*** TASK DATA ***
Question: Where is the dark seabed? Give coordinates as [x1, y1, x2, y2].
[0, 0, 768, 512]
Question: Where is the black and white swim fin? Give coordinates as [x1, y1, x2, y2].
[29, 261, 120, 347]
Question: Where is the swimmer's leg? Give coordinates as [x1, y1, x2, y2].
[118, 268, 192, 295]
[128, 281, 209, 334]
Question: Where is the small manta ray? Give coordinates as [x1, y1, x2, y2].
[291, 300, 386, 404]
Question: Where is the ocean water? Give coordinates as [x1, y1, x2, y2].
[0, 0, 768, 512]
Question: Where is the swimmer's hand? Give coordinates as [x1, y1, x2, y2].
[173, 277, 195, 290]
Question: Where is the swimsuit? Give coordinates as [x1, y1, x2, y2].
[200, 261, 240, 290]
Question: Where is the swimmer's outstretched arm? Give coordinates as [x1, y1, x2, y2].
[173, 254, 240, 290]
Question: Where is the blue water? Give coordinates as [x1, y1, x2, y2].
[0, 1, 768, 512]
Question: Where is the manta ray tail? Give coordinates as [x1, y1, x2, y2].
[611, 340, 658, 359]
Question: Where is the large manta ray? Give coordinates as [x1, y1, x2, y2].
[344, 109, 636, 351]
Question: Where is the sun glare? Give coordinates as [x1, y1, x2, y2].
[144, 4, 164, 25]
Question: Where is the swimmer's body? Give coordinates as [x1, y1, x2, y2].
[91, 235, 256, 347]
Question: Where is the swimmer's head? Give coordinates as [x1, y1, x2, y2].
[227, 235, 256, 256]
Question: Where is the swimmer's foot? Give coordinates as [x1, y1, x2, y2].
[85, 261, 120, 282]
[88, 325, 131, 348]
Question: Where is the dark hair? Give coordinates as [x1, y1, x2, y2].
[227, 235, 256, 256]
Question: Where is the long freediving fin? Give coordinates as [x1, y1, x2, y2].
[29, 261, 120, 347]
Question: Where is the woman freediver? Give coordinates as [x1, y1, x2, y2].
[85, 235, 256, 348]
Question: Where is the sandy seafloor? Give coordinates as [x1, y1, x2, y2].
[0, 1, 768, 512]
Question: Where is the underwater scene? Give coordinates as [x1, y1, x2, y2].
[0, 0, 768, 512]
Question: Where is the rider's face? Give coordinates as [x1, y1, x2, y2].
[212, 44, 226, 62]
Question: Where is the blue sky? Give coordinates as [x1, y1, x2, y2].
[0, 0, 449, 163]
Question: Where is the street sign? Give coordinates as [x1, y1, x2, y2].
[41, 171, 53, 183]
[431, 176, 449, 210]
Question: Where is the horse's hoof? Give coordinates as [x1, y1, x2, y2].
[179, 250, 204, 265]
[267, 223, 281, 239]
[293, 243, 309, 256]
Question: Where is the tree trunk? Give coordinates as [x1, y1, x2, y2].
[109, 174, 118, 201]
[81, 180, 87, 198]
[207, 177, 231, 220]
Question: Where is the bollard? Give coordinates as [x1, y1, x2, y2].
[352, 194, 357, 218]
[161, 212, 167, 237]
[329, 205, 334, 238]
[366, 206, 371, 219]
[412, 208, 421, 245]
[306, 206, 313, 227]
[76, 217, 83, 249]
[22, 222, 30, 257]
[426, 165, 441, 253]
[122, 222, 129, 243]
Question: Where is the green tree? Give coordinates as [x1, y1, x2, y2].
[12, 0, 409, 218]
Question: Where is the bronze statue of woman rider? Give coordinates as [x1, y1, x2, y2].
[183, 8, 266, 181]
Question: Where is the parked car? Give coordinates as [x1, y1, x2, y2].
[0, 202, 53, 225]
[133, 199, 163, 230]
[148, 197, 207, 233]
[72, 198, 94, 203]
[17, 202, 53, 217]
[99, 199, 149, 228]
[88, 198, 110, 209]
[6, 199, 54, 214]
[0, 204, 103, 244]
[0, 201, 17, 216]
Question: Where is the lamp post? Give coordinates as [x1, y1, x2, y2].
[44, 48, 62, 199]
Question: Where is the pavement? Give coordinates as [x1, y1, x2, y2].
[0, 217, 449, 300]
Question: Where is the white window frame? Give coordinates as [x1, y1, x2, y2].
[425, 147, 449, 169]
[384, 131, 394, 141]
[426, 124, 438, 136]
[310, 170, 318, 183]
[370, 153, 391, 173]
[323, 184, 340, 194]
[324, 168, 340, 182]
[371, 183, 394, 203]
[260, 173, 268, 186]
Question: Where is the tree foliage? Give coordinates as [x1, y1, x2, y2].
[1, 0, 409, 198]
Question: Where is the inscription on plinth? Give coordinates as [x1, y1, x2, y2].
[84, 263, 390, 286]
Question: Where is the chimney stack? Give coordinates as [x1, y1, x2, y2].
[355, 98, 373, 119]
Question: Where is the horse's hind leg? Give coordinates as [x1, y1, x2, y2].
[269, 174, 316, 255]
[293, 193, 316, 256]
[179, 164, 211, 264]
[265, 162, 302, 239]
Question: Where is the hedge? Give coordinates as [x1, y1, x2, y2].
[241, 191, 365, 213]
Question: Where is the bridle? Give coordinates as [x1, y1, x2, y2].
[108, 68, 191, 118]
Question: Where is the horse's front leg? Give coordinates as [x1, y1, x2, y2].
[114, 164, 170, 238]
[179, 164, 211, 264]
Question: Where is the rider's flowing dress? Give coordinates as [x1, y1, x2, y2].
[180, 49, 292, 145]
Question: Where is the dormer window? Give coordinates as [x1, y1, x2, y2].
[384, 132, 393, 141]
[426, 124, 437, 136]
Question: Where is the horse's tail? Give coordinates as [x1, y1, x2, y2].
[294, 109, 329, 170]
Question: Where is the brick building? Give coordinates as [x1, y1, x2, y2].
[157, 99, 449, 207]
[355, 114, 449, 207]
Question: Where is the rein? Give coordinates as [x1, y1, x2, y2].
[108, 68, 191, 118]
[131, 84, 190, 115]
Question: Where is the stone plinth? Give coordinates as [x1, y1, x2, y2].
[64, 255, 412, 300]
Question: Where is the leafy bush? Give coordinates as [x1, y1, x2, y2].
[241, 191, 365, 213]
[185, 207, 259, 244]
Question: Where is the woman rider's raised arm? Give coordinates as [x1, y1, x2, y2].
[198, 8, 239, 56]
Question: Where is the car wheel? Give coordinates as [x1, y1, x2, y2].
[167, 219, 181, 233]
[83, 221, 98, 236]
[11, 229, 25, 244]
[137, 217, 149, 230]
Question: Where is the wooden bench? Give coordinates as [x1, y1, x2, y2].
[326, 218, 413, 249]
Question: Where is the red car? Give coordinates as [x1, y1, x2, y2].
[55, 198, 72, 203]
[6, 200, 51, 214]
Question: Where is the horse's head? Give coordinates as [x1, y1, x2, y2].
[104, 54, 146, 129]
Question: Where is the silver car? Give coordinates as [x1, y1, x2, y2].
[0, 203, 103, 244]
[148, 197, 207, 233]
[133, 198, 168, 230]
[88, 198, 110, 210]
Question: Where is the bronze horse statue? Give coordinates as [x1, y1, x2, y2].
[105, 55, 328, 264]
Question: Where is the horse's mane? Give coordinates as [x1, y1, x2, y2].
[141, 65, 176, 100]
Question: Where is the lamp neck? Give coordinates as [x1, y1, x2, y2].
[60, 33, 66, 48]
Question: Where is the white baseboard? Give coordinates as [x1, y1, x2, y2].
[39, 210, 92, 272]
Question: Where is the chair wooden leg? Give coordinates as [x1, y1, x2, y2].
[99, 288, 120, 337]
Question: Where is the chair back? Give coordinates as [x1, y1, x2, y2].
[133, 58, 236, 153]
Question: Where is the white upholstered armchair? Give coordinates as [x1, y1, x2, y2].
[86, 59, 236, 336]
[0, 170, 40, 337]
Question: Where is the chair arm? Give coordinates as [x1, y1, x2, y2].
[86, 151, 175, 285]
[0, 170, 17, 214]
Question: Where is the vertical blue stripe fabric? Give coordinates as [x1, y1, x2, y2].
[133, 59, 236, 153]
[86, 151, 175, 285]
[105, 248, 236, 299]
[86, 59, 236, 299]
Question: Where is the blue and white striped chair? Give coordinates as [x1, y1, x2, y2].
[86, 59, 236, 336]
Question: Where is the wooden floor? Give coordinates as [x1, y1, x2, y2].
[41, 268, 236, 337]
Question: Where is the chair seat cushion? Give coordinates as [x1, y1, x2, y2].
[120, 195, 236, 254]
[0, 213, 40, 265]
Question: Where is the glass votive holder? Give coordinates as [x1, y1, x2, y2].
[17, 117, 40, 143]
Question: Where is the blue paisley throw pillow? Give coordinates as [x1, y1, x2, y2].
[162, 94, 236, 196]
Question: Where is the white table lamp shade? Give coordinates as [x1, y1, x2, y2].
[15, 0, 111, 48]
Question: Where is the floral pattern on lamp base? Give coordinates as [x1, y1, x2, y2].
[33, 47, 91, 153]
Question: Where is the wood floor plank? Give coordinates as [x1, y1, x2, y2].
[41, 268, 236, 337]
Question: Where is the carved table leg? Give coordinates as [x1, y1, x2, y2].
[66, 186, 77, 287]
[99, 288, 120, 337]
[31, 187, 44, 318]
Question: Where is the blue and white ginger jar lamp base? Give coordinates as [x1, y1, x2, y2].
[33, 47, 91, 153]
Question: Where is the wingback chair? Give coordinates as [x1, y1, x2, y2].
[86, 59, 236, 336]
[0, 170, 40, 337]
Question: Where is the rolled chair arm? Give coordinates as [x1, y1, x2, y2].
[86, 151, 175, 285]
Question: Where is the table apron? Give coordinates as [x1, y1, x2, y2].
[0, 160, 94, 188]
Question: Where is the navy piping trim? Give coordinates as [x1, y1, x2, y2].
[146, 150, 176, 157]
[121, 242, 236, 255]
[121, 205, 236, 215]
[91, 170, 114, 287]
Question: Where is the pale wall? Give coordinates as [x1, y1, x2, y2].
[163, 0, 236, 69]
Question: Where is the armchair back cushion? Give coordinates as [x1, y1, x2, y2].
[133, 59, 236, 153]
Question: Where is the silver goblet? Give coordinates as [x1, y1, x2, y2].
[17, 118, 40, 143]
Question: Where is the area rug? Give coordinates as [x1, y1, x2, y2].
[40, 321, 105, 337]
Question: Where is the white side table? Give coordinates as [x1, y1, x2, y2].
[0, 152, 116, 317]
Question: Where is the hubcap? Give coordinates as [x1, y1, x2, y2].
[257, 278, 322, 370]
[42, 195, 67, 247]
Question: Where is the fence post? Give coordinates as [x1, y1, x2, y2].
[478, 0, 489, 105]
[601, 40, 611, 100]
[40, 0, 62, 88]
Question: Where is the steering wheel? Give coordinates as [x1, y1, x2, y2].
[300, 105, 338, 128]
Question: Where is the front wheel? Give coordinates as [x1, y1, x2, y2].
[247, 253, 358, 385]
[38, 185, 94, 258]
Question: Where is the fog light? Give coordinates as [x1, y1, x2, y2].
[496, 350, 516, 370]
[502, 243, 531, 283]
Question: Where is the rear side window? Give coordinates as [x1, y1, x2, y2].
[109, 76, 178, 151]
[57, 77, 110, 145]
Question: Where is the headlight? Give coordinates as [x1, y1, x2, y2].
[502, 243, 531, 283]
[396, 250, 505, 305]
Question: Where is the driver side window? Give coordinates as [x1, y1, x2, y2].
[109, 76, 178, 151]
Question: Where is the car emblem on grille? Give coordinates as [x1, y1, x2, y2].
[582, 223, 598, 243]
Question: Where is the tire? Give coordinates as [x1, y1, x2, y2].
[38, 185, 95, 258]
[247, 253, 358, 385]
***
* [GOAL]:
Render the material as a two-column CSV with the headers entry and coordinates, where each row holds one entry's text and its answer, each in a single quoted field with any line breaks replaced by spaces. Begin at the line that contains "Question: Where is the white table" and stop after the line that contains "[40, 321, 105, 337]".

* [TASK OUTPUT]:
entry,coordinates
"Question: Where is the white table lamp shade? Give coordinates as [x1, y1, x2, y2].","[15, 0, 111, 48]"
"Question: Where is the floral pattern on lamp base? Give coordinates as [x1, y1, x2, y2].","[33, 47, 91, 153]"
"Question: Where is the wood floor plank? Give coordinates as [x1, y1, x2, y2].","[41, 268, 236, 337]"
"Question: Where is the carved table leg? Give coordinates as [x1, y1, x2, y2].","[66, 186, 77, 287] [99, 288, 120, 337] [31, 187, 44, 318]"
"Question: Where is the blue and white ginger jar lamp base? Give coordinates as [x1, y1, x2, y2].","[33, 47, 91, 153]"
"Question: Where is the wingback chair? Give coordinates as [x1, y1, x2, y2].","[86, 59, 236, 336] [0, 170, 40, 337]"
"Question: Where is the rolled chair arm? Give coordinates as [x1, y1, x2, y2].","[86, 151, 175, 285]"
"Question: Where is the table apron? Give coordinates as [x1, y1, x2, y2].","[0, 160, 94, 188]"
"Question: Where is the navy piping trim? Give coordinates as [x1, y1, x2, y2].","[146, 150, 176, 157] [121, 242, 236, 255] [121, 205, 236, 215] [91, 170, 114, 287]"
"Question: Where is the pale wall? Give coordinates as [x1, y1, x2, y2].","[163, 0, 236, 69]"
"Question: Where is the armchair back cushion? Give coordinates as [x1, y1, x2, y2].","[133, 59, 236, 153]"
"Question: Where is the silver goblet? Give coordinates as [x1, y1, x2, y2].","[17, 118, 40, 143]"
"Question: Where is the area rug? Give coordinates as [x1, y1, x2, y2].","[40, 321, 105, 337]"